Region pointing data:
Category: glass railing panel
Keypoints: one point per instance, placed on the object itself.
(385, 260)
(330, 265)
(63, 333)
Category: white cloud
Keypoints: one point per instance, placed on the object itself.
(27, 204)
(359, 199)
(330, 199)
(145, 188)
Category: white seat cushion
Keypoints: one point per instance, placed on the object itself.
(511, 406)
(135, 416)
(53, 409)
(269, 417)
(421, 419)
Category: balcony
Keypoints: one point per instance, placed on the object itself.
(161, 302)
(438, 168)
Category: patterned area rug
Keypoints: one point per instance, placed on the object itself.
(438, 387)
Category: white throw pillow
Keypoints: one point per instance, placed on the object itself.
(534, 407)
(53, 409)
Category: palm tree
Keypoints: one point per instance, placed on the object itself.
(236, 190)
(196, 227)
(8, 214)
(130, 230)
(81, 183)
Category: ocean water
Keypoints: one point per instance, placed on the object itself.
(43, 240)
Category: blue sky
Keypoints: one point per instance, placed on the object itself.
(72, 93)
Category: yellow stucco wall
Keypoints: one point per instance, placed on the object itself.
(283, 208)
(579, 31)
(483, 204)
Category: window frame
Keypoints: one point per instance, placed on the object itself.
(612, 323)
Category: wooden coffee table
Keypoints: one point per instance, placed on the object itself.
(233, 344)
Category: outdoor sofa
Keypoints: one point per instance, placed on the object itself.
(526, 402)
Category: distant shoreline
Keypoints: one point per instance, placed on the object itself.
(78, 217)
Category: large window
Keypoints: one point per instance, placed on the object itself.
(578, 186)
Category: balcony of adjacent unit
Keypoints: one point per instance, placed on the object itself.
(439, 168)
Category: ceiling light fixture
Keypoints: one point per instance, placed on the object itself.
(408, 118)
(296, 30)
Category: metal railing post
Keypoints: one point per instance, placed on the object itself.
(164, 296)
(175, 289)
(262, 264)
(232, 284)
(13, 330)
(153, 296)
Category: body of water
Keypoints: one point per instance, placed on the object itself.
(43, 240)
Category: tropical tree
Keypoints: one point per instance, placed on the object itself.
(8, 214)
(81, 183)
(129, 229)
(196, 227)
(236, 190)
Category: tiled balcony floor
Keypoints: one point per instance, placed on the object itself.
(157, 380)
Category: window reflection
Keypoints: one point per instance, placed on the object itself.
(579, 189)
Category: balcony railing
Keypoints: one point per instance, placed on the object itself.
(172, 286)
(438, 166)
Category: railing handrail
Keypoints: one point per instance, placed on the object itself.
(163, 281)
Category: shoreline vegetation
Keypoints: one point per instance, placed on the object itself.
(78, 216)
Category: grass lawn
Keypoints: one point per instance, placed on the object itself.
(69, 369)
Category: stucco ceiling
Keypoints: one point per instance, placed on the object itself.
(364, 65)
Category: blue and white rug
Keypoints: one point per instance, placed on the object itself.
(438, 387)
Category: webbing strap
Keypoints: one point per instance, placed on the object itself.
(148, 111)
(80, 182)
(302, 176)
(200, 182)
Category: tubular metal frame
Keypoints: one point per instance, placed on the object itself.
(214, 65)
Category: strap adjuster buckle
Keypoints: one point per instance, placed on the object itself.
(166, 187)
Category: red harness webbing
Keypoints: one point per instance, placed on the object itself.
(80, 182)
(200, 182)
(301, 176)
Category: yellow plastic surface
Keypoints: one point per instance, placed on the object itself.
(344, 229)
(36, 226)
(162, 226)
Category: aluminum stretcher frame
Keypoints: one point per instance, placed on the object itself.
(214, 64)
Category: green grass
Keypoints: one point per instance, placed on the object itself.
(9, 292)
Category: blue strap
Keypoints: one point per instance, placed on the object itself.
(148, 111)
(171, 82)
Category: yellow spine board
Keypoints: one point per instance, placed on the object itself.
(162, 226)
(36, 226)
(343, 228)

**What the task requires**
Identify the lines of the entries containing the string "balcony". Copy each such line.

**Reply to the exercise**
Category: balcony
Category: balcony of adjacent unit
Category: tiled balcony floor
Category: balcony railing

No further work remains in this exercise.